[EXCERPTED TEXT — start]

He had one of the best known media voices in Australia and was known for years as the "voice of Channel 9". His voice was well known as a booth announcer for the Nine Network and Network Ten. He was host of pop music show Kommotion, for the 0-10 Network, and appeared on Bandstand on the Nine Network.

Sparkes died of a heart attack on 11 September 2016, while hosting a river cruise in France.

His funeral was held at the Camelia Chapel in Macquarie Park Crematorium, Sydney on Friday 30 September 2016.

==Radio career==

Sparkes commenced playing requests for fellow patients at Princess Juliana Hospital Turramurra NSW, later being accepted aged 16 as a junior radio announcer at 2MG Mudgee NSW. He moved to 2GB Sydney where he became Sydney’s youngest disc jockey at age 19.
He featured on many radio shows across the Macquarie Network from popular music program “The All Australian Hit Parade”, to the live “Music Man” that included Australian musicians and singers. He also hosted a radio show that included his chosen sport, motor racing “The World of the Motor Car.”

By the mid 1960s Sparkes had taken over the night time slot on 3UZ Melbourne, which was then the dominant radio force in that city. A visiting US radio consultant Ted Randall heard Ken on 3UZ and opened the door for him in Los Angeles. From 1969 to 1971 Sparkes presented daily shows on KCBS (AM)/KCBS-FM Los Angeles, and at one stage was posted to Vietnam where he reported for a US radio syndicate with the Screaming Eagles 101st Airborne Division. After returning to 3UZ in Melbourne, he worked at a number of radio stations including 2UE Sydney until 2007.

[EXCERPTED TEXT — finish]
[DATASET CONTENT — start]

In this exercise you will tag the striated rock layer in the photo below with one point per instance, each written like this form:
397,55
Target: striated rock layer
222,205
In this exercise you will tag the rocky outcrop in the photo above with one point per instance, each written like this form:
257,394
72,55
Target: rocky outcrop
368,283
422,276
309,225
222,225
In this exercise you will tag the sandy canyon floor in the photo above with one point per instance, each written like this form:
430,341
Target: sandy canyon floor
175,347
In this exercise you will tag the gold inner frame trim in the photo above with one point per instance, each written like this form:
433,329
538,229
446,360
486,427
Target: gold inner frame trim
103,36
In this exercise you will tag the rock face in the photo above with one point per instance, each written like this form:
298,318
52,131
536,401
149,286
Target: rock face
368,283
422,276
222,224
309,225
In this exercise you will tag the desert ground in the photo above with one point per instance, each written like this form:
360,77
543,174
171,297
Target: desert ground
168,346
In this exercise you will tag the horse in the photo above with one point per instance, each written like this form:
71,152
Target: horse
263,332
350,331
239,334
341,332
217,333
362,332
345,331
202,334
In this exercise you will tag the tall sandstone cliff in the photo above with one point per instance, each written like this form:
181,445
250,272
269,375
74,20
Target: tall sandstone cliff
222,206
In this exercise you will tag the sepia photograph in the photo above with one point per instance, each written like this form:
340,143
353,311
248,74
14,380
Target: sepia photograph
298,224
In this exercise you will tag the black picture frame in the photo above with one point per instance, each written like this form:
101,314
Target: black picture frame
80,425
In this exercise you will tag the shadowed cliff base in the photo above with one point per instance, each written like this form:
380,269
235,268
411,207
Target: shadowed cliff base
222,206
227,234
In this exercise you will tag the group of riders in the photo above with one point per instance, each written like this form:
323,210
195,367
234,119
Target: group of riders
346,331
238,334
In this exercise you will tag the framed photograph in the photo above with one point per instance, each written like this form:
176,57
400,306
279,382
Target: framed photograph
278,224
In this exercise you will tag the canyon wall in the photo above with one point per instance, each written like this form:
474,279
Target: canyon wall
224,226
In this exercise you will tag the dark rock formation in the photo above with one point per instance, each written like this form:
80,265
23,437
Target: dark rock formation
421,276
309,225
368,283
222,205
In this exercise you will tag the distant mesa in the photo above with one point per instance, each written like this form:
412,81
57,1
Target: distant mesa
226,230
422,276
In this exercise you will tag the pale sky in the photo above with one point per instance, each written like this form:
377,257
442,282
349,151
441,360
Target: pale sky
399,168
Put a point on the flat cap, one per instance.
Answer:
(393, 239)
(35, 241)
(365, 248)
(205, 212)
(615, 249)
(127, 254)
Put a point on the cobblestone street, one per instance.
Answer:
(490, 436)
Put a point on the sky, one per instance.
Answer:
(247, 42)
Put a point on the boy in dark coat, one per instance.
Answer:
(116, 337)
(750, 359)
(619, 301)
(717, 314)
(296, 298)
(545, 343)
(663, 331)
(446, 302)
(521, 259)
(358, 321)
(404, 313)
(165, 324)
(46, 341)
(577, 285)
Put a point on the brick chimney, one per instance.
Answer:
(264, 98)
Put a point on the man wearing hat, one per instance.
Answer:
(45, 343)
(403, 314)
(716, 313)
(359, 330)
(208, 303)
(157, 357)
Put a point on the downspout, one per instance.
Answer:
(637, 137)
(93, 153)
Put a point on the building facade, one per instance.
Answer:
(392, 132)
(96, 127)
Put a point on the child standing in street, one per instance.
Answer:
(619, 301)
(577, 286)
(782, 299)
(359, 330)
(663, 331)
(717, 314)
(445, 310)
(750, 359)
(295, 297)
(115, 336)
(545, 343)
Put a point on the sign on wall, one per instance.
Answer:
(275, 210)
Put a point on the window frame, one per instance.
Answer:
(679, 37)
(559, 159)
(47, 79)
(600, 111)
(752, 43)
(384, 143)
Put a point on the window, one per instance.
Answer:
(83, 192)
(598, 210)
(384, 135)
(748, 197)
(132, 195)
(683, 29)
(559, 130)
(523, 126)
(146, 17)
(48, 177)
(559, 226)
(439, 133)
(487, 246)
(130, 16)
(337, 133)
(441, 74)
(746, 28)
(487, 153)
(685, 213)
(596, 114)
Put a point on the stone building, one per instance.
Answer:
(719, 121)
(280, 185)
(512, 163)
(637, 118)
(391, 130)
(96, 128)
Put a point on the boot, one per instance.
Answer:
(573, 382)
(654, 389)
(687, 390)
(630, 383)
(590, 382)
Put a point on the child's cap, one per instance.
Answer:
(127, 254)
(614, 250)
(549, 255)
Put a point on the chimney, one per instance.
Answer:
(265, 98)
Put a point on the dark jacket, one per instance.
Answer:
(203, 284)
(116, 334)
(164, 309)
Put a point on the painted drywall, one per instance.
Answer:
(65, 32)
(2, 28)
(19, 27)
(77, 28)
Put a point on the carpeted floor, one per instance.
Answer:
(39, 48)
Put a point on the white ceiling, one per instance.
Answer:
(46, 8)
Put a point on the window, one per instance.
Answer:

[DATASET CONTENT — finish]

#### TASK DETAILS:
Continue the biographical text on Ken Sparkes above, picking up after its last sentence.

#### ANSWER BOX:
==Television career==

He performed as an actor, singer and host on many pop and late night Australian shows including Bandstand, Hi Fi Club, Kommotion, Australian Pop Music Awards, Homicide, Bellbird and The Johnny O’ Keefe Show. He also worked as a sportcaster and became a television commentator for the Seven Network, TEN Network and Nine Network's Wide World of Sport hosting Formula One coverage. By performing “voice over” or booth announcer work he became one of the most recognisable voices on Australian electronic media. At one time he simultaneously worked for competitors Channel Ten Sydney and Channel 9 Melbourne, later solely for the Nine Network on investigative journalism shows A Current Affair and Sixty Minutes.
In 1974 according to newspaper reports the Melbourne studios of Channel 9 were held up by an armed gang, and Sparkes chased the robbers in his car, but lost them.

Ken was the original host of Nine Wide World of Sports Formula 1 broadcasts.

Until his death Sparkes hosted ‘Jukebox Saturday Night’, a viewer request program which screens music video clips from the 1950s through to 1980s. The show screens on cable in Australia on Foxtel’s Aurora Channel 183. He was also a Senior Journalist at Xinhua (Shanghai) News Agency where he wrote and presented TV stories on Australia. He had no plans for retirement.

==Music and record company career==

In 1969, Sparkes co-founded the record label Sparmac. One of its first signings was the group Daddy Cool, whose first single, "Eagle Rock", was a #1 smash hit, and whose debut album Daddy Who? Daddy Cool! was the biggest-selling Australian pop LP ever released up to that time. The label also launched the career of Rick Springfield, Healing Force and Gerry & The Joy Band. In the late 1950s, while working as a DJ at 2MG Mudgee, and later at 2GB Sydney, Sparkes began recording rock and country songs for Rex and Festival Records, including ‘Christmas at Home’ (1959) and ‘Ride Wide’ (planned release 1960). In 1965 he released a version of a Jesse Stone track, backed by popular Melbourne band The Strangers. The song did not chart but has been praised as “one of the best in the DJs on Disc genre”. In 1967, Sparkes released a single, featuring "Lonely Weekends" by Charlie Rich on the A side, and the Chiffons song, "One Fine Day", written by Carole King and Gerry Goffin, on the B side.

==Awards==

Sparkes won numerous international and Australian radio & TV awards including gold medals at the New York Radio Festival, Hollywood Broadcasters Awards & Australia's Rawards (Australian Commercial Radio Awards).